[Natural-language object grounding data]
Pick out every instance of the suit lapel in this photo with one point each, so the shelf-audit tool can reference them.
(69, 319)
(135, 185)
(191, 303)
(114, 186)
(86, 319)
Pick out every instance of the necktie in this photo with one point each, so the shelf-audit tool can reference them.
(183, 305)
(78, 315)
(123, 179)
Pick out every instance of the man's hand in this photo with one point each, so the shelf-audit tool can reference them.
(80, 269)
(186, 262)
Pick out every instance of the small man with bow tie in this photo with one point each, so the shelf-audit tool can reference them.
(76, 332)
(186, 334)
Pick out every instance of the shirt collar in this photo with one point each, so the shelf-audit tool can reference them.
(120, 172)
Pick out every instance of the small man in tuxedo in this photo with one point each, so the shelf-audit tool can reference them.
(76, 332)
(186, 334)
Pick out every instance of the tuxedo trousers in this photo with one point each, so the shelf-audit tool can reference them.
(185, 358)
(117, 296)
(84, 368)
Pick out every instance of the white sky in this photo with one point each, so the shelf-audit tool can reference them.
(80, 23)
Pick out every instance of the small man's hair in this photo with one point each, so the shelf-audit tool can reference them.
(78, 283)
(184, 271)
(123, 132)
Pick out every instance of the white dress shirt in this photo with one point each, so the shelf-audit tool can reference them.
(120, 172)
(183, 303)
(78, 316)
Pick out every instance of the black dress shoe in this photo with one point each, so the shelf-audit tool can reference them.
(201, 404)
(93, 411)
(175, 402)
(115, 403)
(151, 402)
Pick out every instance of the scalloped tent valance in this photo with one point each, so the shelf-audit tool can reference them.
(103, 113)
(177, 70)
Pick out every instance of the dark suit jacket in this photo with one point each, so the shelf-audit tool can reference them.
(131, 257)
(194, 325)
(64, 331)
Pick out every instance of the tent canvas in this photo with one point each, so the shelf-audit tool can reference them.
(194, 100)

◆ What is needed:
Retype all of the data exactly, so that nothing differs from what is given.

◆ Response:
Pick out every instance of the suit lapel in this photo with one point each, so the shelf-audit tool can reference them.
(69, 319)
(135, 185)
(191, 303)
(114, 186)
(86, 319)
Pick out every instance of the necktie in this photo with one point each, so the shelf-audit tool can reference them.
(183, 305)
(78, 315)
(123, 179)
Pick out every instance of the man's hand in this photo with one point each, so the shelf-audit tool can reference them.
(80, 269)
(186, 262)
Pick out every instance of the small man with bow tie in this photo with one point each, so the shelf-audit tool can reference them.
(76, 332)
(186, 334)
Pick out every instance of the shirt collar in this photo with one point each, so the shelf-audit tool can reference them.
(120, 172)
Pick out every instance of the small man in tuxedo in this photo with one point each, so the shelf-audit tool can reference them.
(76, 332)
(186, 334)
Pick out every instance of the tuxedo trousers in this photo with one point each, so the shelf-audit tool can reference them.
(185, 358)
(117, 296)
(84, 368)
Pick out every instance of the white sky in this photo with one point each, so the shelf-audit tool can reference them.
(80, 23)
Pick out every instance of the small man's hair in this photo with one point each, so the shelf-audit tool can reference them.
(78, 283)
(184, 271)
(123, 132)
Pick out every instance of the white dress shirt in this photo with one point each, so the shelf-audit tool can reference them.
(120, 172)
(183, 303)
(78, 316)
Pick out every instance of the black dress shoe in this photo with one point each, so the shelf-audit tool can reference them.
(201, 404)
(93, 411)
(175, 402)
(115, 403)
(151, 402)
Pick out every instance of the scalloped tent valance in this photo with one point each, so the shelf-audit tool can reference them.
(103, 113)
(177, 70)
Pick out every instance of the dark suit jacket in this photo with one point each, so the shelf-audit tool can reference them.
(131, 257)
(194, 325)
(64, 331)
Pick out every instance of the tent canvas in this photo with one point each, so the shelf-audit tool can reference them.
(194, 100)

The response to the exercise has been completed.